Saved entries
------------------------------------------------------------
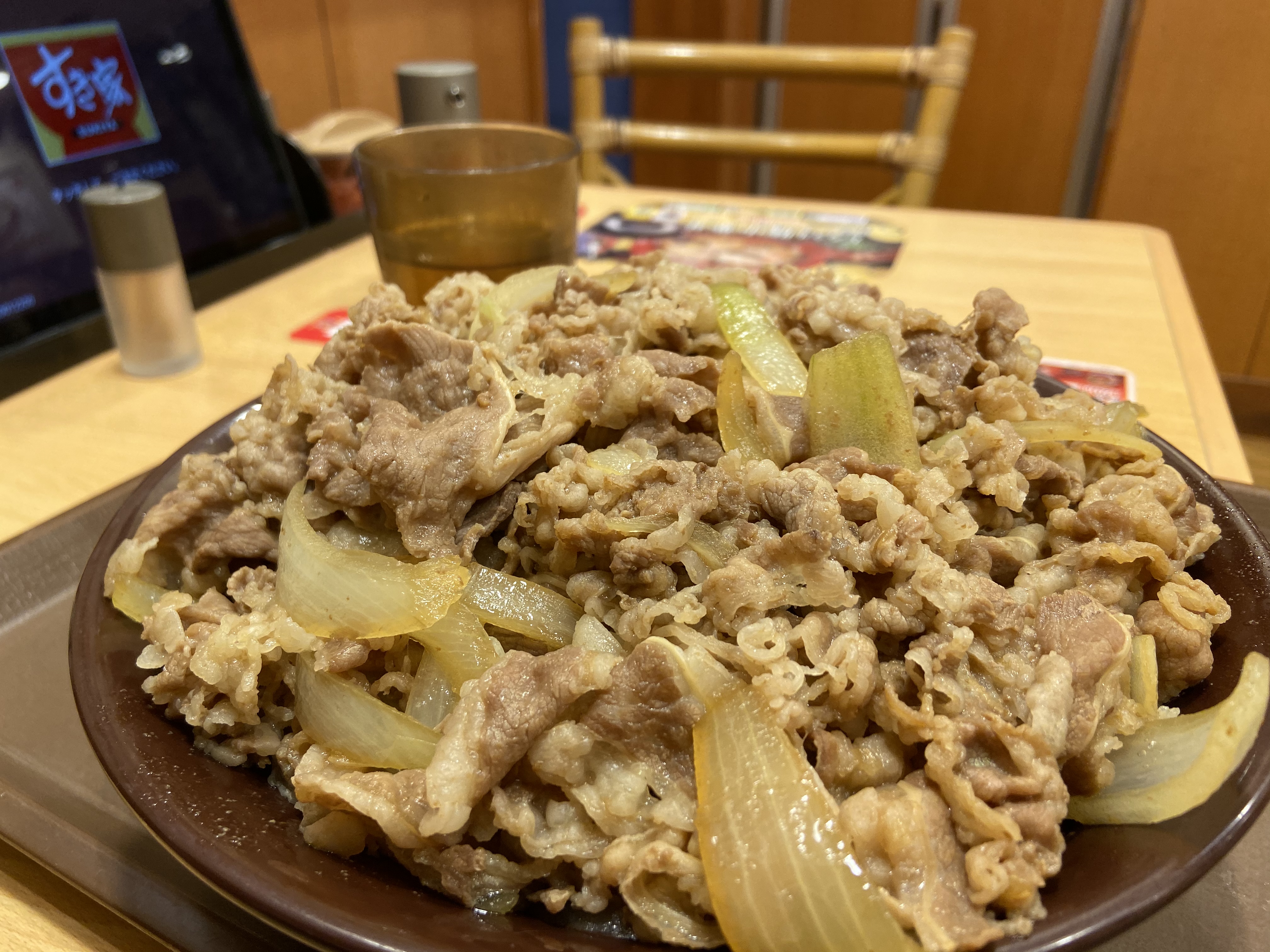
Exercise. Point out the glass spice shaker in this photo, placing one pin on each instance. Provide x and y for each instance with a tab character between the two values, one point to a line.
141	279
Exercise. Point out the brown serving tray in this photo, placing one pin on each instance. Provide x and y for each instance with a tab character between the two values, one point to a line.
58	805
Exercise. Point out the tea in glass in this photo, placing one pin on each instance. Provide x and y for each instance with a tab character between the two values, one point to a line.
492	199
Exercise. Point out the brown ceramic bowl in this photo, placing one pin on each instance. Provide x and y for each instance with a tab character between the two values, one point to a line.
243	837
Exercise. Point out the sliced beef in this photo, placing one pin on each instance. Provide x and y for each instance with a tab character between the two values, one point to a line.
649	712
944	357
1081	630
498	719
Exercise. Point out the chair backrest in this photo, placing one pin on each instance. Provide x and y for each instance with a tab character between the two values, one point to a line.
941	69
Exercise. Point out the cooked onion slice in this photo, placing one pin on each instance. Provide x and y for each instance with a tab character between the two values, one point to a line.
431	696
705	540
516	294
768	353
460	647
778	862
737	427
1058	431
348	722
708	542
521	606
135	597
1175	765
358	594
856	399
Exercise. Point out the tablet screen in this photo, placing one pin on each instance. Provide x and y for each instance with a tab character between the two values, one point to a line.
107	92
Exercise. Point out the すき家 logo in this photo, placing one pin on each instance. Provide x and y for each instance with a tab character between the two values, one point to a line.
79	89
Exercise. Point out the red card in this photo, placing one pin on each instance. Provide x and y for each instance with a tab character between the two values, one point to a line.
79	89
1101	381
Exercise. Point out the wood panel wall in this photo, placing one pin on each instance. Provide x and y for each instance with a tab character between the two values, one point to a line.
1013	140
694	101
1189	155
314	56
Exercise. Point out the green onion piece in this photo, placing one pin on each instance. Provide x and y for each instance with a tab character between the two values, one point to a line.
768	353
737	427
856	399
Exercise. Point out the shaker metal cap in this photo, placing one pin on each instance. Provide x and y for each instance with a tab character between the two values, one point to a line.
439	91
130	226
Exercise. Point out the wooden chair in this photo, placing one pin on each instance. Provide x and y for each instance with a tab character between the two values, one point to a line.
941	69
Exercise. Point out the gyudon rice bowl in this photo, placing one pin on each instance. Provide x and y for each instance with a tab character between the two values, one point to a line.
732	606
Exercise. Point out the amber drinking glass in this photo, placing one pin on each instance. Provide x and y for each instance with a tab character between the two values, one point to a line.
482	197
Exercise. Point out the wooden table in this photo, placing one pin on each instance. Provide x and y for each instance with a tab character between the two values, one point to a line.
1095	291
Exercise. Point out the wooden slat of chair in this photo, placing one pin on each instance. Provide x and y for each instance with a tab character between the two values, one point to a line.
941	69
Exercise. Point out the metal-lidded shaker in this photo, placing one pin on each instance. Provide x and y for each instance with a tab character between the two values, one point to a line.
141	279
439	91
------------------------------------------------------------
→ **Work required**: The answer must be a word-for-word copy of all the entries, containing no pictures.

→ **Result of this exercise**:
Exercise. Point out the glass spice shaker in this photo, placing one pin on each instance. Provide x and y for each instance with a tab character between the two values, one point to a line.
141	279
Exercise. Point out the brown serving tray in this photo, placing one pin on each instance. Provide x and y for each instance with a tab character between the two values, one point to a line.
58	805
Exercise. Point out the tea in glass in this photo, placing one pin on each instance. Provide x and y for each instance with a tab character between the two values, one point to a line.
492	199
Exercise. Point out the brown ceramic bowl in this photo, placing one pin on each instance. Provide x and y for each instance with a tab character between the two values, one point to a line.
243	837
Exercise. Point out the sliced beef in this photo, placing one pin on each instance. Provide x and y for each instance with a tab character between the two values, one point to a line.
649	712
944	357
1081	630
498	719
Exercise. Point out the chair backrest in this photo, placing one pin on each instance. Provide x and y for each instance with a tab character between the two values, one point to a line.
941	69
Exercise. Point out the cooked onion slice in this photo, placing one pin on each instance. Provide x and y for each instance with a tab character between the two values, one point to a line.
431	696
705	540
516	294
768	353
460	647
778	862
737	427
1058	431
348	722
708	542
521	606
135	597
1175	765
358	594
856	399
Exercise. Point out the tablet screen in this photo, placing one pin on each instance. Provide x and y for each instance with a tab character between the two values, one point to a line.
107	92
Exercise. Point out the すき家 logo in this photo, placing one pin on each instance. Provide x and y for each instance with a tab character between the two values, one point to a line.
79	89
Exercise. Point out the red card in this photo, placing one pin on each instance. Provide x and y for each instance with a tab character between the two values, one point to a line.
79	89
1101	381
Exercise. Point out the wood panel wall in this photo, placing one pin on each instance. Provide x and y for each instance with a tab character between the two values, one point to a line.
1013	140
694	101
1189	155
314	56
Exercise. Point out the green onion piece in this photo, placing one pin on each instance. Provide x and y for each instance with a tab character between the two values, one point to a line.
768	353
737	427
856	399
Exercise. Point out the shaker metal cap in this photo, placing one pin on each instance. Provide x and y for each instance with a tab character between the two values, one point to a line.
439	91
130	226
Exercise. Point out the wooden chair in this photo, placing one pin on each instance. Provide x and y for each instance with a tab character between the two values, one point to a line.
941	69
Exercise. Point out the gyudon rice bowl in this photo, placing one pin on each instance. Provide x and y for each instance with a tab character between the two values, one point to a line.
732	606
Exercise. Point out the amber drinking glass in this photo, placing one pin on each instance. Provide x and y for each instance with a tab character between the two values, one point to a line.
482	197
Exercise. Point out the wooden table in this photo, placing one pin on each instance. Provide x and y for each instance with a tab character between the two values, one point to a line.
1095	291
Exercise. Point out the wooden slat of chair in this photo, placing one pin on each instance. Provide x and y for each instance with a tab character between the two values, one point to a line.
941	69
Exercise. Point out the metal-lidded shaker in this photo, placing one pin on each instance. Provide x and y for each instance with a tab character between the two values, one point to a line.
141	279
439	91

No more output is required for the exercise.